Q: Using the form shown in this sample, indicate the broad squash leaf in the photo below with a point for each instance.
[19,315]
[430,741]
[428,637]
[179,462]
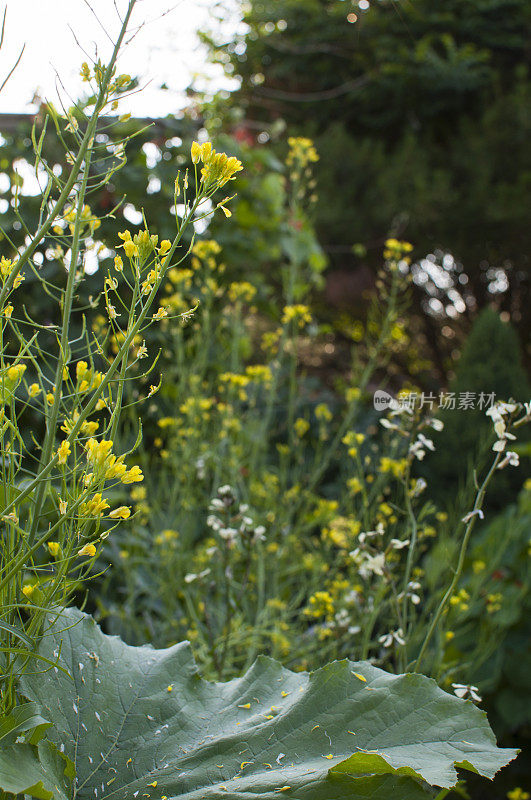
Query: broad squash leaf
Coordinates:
[41,772]
[139,722]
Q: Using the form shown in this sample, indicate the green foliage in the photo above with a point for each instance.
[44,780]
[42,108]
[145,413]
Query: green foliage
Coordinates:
[490,362]
[419,112]
[492,635]
[141,720]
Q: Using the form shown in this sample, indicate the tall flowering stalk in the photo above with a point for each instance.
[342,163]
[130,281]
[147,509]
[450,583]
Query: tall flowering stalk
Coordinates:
[55,494]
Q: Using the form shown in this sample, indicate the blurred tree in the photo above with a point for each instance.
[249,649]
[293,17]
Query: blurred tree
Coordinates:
[419,110]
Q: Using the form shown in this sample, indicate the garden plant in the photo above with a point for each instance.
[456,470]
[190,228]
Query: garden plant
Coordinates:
[170,472]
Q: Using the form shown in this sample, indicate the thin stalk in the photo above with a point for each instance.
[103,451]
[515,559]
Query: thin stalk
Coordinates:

◆ PROBLEM REQUIREMENTS
Take the data above and repeat it exactly, leaving each picture out.

◆ OUTPUT OF THE TASK
Q: Using the form shown in this sample, indicate the broad squash leaf in the photo below with a point for each instance.
[19,315]
[430,741]
[428,637]
[179,462]
Query: broad squash leaf
Coordinates:
[41,772]
[139,722]
Q: Using the form shown in this sample, indicate the green foliage in the photo above with a point for each instance.
[44,780]
[42,108]
[145,413]
Query: green foliage
Coordinates:
[490,362]
[419,112]
[492,635]
[141,720]
Q: Using the form shown in this sample, indicate the tall flowering stalk in the photo above with a point for each instance.
[342,163]
[130,281]
[147,509]
[450,583]
Query: tall flowering stalk
Coordinates:
[55,494]
Q: Using the form shown in this sample, indicate the blurred tree in the photo above with a point for each instance.
[249,649]
[293,17]
Query: blurred tree
Coordinates:
[419,110]
Q: Using the form shown in this sample, indicate the garden plant in the photo above with a point for each instance.
[456,470]
[190,228]
Query: garden plant
Coordinates:
[170,472]
Q: Using the form shown in this sample, indicate the thin stalk in the photo above with a point for each instance.
[103,451]
[515,559]
Query: thin stalk
Coordinates:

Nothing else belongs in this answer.